» **DATA EXTRACT**
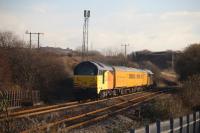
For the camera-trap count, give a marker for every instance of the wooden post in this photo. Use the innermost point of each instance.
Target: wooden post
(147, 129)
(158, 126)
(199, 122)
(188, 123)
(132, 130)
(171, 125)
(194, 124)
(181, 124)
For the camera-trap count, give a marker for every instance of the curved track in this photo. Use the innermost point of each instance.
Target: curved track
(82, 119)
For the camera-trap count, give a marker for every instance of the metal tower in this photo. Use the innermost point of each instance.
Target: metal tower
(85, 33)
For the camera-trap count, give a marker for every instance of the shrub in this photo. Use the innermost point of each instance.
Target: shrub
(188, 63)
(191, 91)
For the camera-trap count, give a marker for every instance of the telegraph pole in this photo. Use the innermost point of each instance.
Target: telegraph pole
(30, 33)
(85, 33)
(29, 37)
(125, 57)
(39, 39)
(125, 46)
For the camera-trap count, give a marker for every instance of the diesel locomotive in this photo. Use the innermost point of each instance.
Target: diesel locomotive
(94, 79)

---

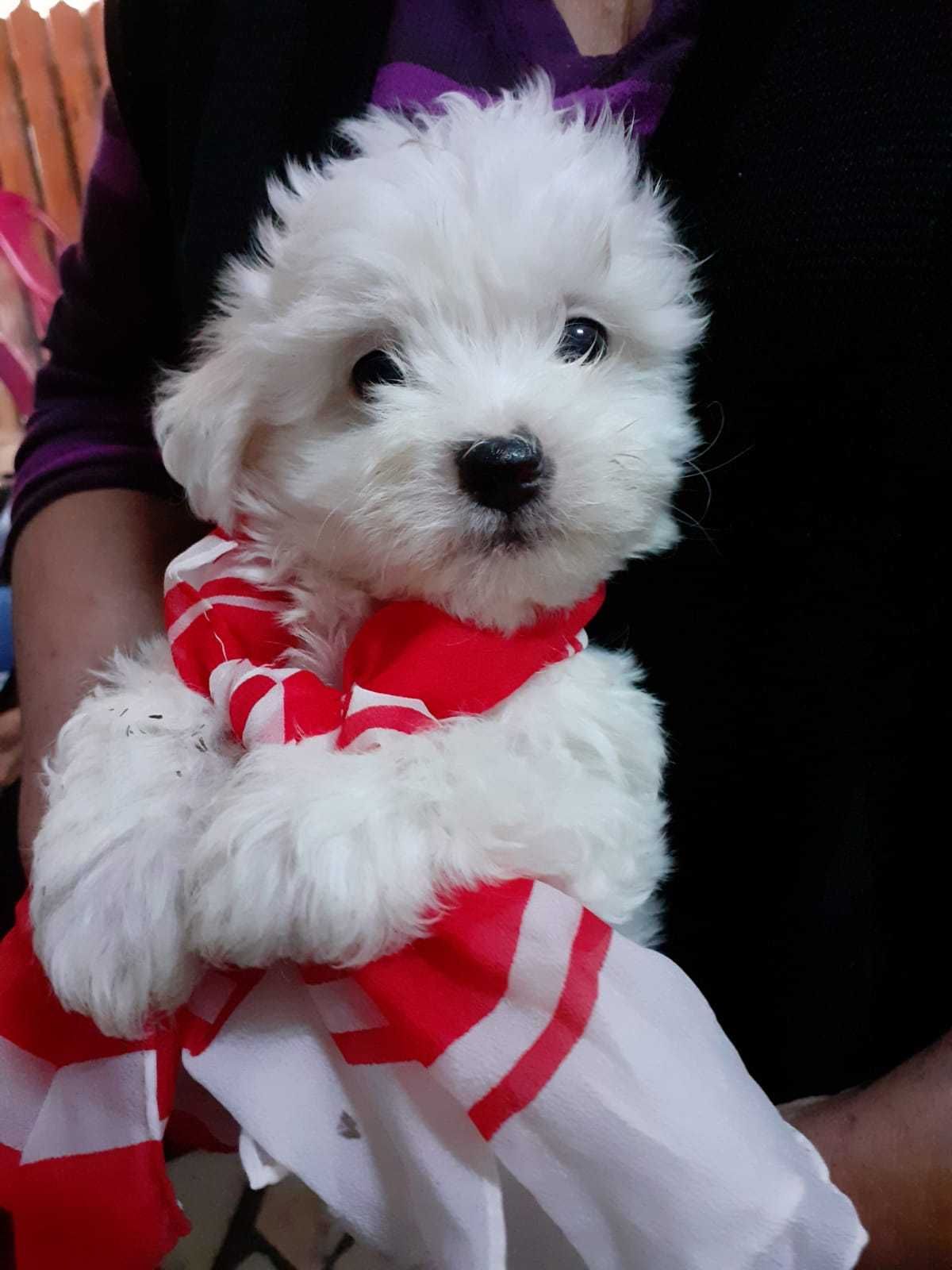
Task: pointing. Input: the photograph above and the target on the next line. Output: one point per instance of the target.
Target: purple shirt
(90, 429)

» **GIVEN INSTRUCTION**
How many lines above contain the string "point", matching case exactly? Reply with the number only.

» **THE ANSWER**
7